--- PAGE TEXT Enclosed Below ---

Reactive Changes in White Blood Cells
Leukocytosis is characterized by an elevated white blood cell count.
REACTIVE CHANGES IN WHITE BLOOD CELLS
Leukocytosis is characterized by an elevated white blood cell count. It has the following features:
- Increased neutrophils (neutrophilia)
Increased bone marrow production is seen with acute inflammation associated with pyogenic bacterial infection or tissue necrosis
Increased release from bone marrow storage pool may be caused by corti steroids, stress, or endotoxin
Increased bands (“left shift”) noted in peripheral circulation
Reactive changes include Döhle bodies (aggregates of the rough endoplasmic reticulum), toxic granulations (prominent granules), and cytoplasmic vacuoles of neutrophils
- Increased eosinophils (eosinophilia) occurs with allergies and asthma (type I hypersensitivity reaction), parasites, drugs (especially in hospitals), and certain skin diseases and cancers (adenocarcinomas, Hodgkin disease).

--- End of Enclosed PAGE TEXT ---
--- STUDY MATERIAL Enclosed Below ---

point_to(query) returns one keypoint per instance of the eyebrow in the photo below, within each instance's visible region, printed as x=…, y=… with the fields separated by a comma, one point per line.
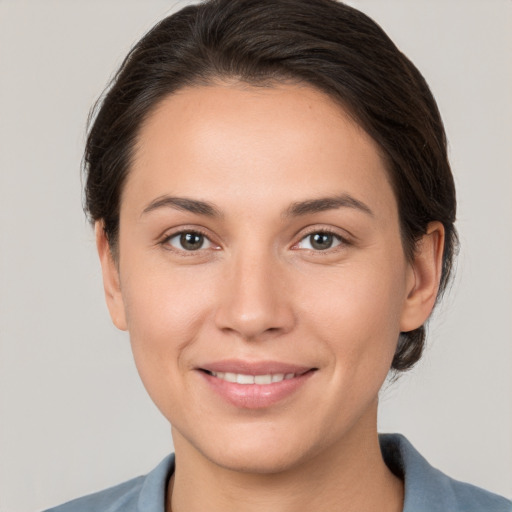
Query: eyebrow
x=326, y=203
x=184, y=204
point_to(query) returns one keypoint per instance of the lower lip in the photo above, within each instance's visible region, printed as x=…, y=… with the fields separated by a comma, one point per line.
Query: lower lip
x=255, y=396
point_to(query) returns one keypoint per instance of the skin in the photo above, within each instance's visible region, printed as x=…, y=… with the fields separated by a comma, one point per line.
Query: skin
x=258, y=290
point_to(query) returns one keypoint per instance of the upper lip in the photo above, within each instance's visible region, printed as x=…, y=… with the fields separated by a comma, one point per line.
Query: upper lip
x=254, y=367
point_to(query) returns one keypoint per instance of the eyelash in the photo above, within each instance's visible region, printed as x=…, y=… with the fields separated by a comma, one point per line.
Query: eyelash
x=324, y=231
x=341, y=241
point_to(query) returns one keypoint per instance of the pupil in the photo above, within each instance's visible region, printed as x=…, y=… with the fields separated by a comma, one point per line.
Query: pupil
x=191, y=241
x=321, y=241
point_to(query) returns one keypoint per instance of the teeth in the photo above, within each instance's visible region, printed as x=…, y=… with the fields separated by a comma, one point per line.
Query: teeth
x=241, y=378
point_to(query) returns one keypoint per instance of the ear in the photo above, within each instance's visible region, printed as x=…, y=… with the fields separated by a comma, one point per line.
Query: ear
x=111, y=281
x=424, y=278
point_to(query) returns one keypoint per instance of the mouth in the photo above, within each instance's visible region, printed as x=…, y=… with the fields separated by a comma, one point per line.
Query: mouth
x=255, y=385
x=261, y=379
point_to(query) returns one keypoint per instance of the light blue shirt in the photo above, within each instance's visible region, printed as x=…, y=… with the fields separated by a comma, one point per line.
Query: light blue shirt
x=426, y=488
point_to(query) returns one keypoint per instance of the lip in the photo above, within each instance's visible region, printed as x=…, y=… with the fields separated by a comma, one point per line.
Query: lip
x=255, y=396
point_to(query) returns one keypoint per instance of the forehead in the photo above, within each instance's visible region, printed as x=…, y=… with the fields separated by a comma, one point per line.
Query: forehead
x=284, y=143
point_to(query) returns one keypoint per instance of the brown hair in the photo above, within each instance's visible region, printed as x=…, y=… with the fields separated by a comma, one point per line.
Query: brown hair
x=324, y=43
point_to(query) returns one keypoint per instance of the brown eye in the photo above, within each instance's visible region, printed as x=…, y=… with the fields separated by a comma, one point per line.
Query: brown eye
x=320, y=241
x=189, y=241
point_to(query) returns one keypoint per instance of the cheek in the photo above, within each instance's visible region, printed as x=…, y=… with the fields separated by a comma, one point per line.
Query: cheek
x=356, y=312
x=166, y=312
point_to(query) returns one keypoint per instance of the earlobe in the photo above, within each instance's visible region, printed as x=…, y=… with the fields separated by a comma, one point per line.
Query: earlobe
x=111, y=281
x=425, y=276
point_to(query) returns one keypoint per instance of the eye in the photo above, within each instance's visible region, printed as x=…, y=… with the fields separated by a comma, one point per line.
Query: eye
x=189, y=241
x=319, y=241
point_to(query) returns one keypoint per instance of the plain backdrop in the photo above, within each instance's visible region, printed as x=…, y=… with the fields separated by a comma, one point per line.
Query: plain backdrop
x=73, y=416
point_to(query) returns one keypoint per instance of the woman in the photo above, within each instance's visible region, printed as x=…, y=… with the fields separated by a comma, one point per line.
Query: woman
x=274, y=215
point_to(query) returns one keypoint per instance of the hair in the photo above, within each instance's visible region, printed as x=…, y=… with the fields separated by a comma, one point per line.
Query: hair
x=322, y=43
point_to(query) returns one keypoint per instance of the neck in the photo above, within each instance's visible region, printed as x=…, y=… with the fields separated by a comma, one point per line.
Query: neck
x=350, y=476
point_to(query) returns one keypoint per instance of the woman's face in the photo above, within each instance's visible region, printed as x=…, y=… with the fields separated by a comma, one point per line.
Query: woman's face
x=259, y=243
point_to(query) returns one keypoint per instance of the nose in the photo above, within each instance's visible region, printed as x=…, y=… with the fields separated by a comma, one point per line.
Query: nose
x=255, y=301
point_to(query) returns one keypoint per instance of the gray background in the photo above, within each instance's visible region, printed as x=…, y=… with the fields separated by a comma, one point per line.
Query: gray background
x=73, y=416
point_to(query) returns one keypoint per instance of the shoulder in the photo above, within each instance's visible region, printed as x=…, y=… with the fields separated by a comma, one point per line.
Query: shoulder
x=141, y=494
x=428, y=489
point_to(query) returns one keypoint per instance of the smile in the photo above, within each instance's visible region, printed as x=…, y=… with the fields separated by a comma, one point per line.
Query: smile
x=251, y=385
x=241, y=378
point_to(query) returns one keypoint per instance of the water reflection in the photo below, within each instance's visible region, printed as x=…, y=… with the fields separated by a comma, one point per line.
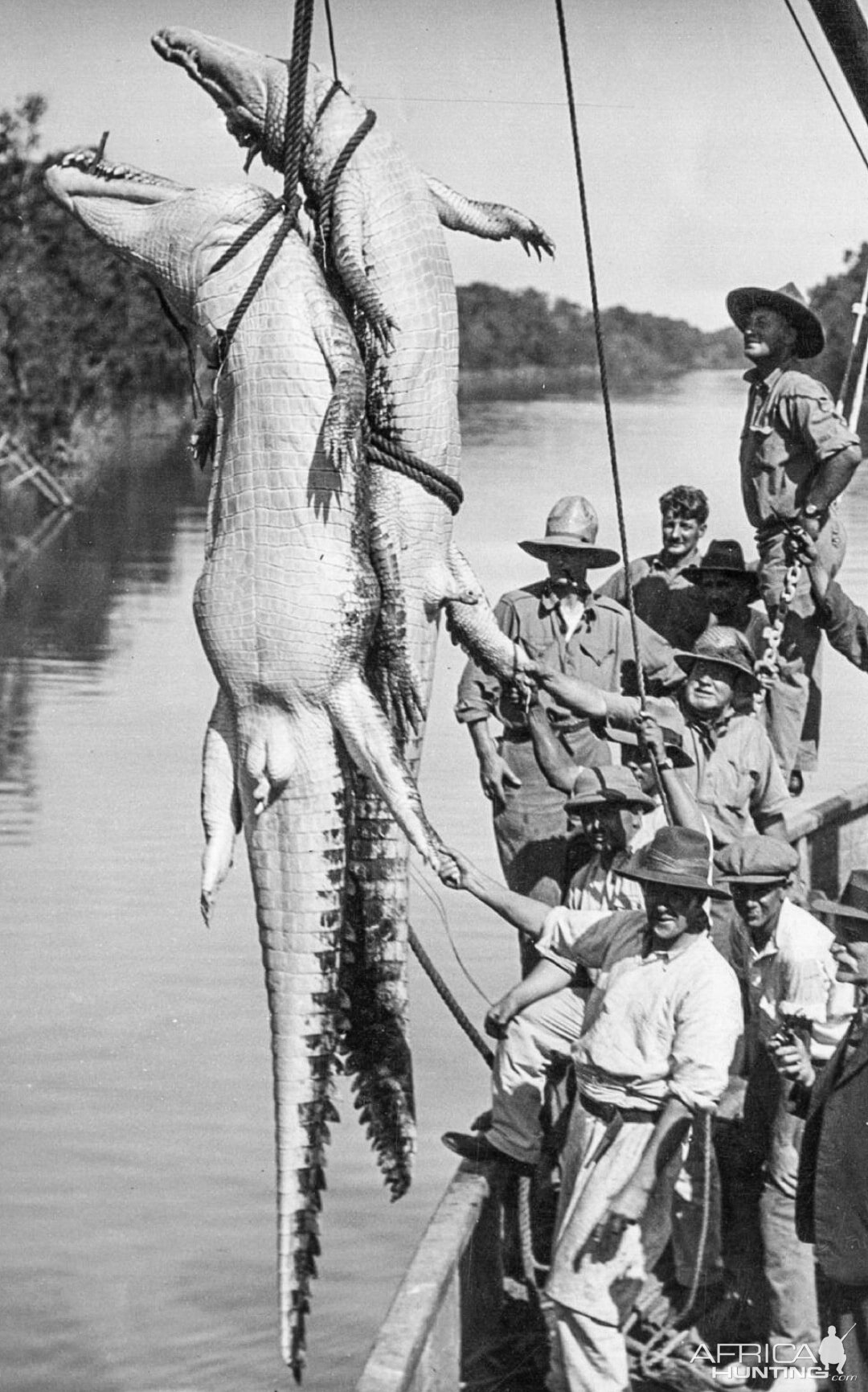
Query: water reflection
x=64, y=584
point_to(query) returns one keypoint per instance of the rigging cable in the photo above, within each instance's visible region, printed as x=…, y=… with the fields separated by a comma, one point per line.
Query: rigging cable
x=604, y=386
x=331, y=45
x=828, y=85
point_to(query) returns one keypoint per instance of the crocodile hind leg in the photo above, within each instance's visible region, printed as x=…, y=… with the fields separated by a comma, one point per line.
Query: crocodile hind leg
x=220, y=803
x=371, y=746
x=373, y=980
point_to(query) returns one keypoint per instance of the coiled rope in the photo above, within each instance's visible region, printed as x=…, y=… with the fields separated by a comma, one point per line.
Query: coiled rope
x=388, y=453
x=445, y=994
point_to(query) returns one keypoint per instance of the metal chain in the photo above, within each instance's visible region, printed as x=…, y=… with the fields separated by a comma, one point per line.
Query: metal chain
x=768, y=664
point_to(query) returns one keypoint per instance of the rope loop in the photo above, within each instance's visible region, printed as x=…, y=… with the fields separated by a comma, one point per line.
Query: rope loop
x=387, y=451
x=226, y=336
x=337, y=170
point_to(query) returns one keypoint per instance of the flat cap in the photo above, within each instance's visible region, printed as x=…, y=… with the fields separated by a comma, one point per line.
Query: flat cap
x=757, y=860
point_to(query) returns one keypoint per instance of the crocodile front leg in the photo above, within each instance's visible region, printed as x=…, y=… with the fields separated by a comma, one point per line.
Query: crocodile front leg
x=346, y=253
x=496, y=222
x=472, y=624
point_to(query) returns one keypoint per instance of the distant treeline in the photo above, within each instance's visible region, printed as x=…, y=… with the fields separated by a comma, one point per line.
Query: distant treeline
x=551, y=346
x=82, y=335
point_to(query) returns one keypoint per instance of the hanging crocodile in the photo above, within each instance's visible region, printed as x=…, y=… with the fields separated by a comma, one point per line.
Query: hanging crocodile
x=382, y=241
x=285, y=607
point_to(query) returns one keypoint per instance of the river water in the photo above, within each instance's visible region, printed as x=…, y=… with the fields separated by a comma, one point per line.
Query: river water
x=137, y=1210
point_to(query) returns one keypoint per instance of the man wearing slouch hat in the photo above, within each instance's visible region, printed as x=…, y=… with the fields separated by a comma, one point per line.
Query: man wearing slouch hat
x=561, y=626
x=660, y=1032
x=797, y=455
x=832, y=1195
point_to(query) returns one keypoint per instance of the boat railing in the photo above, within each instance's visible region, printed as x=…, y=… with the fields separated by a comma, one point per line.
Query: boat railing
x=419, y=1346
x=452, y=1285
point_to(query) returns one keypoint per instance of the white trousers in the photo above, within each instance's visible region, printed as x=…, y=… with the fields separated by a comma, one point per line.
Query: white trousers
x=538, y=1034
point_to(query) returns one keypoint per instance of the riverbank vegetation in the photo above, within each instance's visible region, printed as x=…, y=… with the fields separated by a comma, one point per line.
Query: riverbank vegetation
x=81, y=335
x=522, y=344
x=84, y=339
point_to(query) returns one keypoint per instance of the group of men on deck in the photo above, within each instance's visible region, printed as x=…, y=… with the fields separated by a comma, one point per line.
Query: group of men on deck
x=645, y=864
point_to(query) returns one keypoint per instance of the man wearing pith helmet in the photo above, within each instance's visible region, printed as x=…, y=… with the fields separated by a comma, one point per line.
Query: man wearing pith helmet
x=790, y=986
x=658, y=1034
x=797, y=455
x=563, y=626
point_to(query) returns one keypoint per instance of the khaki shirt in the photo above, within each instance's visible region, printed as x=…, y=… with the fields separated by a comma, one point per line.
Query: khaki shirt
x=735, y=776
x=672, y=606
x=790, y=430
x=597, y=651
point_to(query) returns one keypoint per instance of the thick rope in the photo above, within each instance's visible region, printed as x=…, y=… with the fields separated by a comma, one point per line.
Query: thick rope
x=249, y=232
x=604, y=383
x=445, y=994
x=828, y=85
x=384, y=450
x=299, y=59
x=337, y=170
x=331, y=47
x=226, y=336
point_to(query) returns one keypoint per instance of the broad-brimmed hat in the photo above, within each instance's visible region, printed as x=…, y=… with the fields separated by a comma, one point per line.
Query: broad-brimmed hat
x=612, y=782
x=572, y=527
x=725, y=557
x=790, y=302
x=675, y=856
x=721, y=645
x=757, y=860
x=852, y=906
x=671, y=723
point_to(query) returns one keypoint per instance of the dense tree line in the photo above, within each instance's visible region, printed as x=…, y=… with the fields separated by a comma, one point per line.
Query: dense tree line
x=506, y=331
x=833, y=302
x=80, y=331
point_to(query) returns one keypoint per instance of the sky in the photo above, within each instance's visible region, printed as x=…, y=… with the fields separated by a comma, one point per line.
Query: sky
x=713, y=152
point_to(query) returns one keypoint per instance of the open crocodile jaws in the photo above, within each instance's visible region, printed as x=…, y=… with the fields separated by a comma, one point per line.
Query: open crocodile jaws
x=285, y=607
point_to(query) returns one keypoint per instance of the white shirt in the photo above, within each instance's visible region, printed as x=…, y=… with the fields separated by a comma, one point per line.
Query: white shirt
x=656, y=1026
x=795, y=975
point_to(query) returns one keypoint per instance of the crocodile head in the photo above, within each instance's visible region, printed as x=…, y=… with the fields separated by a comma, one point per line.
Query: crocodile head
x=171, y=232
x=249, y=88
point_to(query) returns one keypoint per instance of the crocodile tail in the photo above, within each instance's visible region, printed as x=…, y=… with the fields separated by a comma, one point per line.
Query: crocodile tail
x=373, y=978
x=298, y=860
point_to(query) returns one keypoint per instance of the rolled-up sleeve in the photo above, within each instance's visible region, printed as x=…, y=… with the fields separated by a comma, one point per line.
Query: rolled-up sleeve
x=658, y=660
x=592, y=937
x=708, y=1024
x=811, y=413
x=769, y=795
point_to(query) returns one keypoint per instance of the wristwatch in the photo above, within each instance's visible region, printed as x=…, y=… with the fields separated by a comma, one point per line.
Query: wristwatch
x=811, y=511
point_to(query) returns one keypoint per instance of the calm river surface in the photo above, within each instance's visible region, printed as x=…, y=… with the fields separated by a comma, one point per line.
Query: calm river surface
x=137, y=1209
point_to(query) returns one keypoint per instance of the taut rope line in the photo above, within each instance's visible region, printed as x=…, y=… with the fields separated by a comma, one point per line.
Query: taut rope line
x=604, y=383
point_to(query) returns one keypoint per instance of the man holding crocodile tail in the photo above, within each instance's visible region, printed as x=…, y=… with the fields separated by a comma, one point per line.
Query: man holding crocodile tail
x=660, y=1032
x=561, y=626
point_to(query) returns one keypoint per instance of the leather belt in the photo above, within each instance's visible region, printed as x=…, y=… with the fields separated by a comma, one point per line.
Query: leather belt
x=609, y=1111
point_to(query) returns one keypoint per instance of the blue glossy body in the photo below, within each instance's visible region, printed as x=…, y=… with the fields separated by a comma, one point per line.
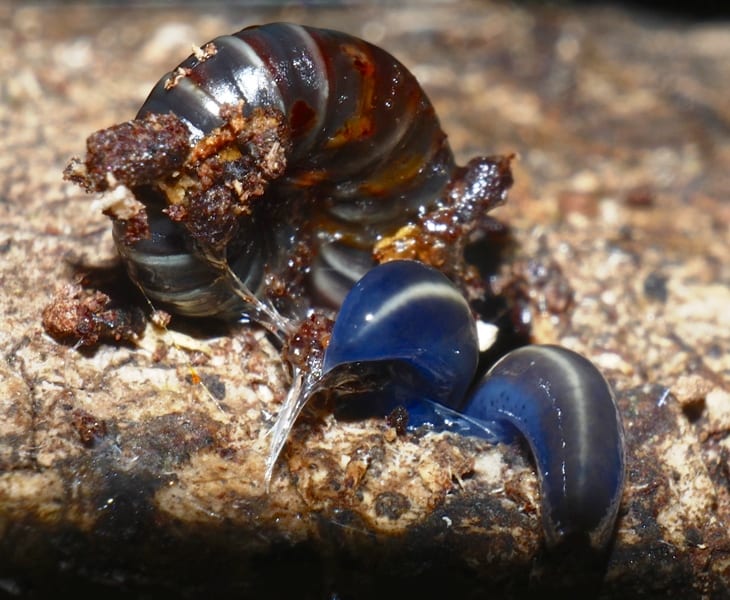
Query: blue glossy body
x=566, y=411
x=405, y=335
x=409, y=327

--- End of Enclosed STUDY MATERIAL ---

Please continue the text on reactive changes in white blood cells, starting after its last sentence.

- Increased monocytes (monocytosis) occurs with certain chronic diseases such as some collagen vascular diseases and inflammatory bowel disease, and with certain infections, especially TB.
- Increased lymphocytes (lymphocytosis) occurs with acute (viral) diseases and chronic inflammatory processes.
Infectious mononucleosis, an acute, self-limited disease, which usually resolves in 4–6 weeks, is an example of a viral disease that causes lymphocytosis. The most common cause is Epstein-Barr virus (a herpesvirus) though other viruses can cause it as well (heterophile-negative infectious mononucleosis is most likely due to cytomegalovirus).
Age groups include adolescents and young adults (“kissing disease”).
The “classic triad” includes fever, sore throat with grey-white membrane on tonsils, and lymphadenitis involving the posterior auricular nodes. Another sign is hepatosplenomegaly.
Complications include hepatic dysfunction, splenic rupture, and rash if treated with ampicillin.
Diagnosis is often made based on symptoms. Lymphocytosis and a rising titer of EBV antibodies are suggestive of the infection. Atypical lymphocytes may be present in peripheral blood. Mono-spot test is often negative early in infection.
- Increased basophils are seen with chronic myeloproliferative disorders such as polycythemia vera.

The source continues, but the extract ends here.